_Exercise aim_
State how many lines of the items below contain the string "outline". Letter case matters, and the reply must consist of the number alone.

_Supplied information_
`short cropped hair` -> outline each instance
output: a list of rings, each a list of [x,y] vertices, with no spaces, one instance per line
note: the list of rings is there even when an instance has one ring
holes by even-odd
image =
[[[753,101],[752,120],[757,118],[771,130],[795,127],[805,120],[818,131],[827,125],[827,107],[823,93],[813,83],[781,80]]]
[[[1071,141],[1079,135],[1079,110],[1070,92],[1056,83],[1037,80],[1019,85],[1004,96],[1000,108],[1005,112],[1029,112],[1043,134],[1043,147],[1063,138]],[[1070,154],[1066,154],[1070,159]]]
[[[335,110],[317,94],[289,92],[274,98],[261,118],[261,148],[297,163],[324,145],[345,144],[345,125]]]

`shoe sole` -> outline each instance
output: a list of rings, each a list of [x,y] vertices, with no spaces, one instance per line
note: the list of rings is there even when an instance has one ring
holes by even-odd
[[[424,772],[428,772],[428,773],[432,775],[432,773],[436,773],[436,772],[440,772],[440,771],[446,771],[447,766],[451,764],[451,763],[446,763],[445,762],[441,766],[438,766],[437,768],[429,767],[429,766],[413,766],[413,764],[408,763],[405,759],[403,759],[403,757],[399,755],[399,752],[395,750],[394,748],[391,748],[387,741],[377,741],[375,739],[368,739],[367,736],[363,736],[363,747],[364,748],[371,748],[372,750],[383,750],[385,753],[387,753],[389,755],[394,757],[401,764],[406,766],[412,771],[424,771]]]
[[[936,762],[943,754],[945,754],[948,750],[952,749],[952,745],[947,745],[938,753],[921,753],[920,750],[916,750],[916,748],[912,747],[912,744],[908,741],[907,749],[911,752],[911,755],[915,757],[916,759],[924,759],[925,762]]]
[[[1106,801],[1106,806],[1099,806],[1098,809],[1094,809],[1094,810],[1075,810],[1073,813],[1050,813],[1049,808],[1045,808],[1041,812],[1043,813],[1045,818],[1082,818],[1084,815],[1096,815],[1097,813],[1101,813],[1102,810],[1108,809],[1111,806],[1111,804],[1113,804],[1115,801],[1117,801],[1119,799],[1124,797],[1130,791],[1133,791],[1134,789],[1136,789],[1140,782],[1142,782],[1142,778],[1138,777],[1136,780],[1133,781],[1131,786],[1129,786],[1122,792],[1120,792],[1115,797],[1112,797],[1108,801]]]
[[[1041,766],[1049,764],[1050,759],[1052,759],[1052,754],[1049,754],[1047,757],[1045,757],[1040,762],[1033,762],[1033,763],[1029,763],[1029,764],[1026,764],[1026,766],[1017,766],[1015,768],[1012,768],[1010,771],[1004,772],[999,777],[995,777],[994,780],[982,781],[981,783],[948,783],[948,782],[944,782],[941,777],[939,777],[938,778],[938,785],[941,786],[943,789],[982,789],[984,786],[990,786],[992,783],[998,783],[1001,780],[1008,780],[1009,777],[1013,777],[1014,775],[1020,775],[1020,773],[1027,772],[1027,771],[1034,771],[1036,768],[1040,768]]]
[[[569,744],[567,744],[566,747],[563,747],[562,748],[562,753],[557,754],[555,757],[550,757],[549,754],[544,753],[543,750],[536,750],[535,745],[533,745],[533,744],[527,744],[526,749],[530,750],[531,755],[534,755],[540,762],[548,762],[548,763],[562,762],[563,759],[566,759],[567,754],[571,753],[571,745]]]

_Answer for this exercise_
2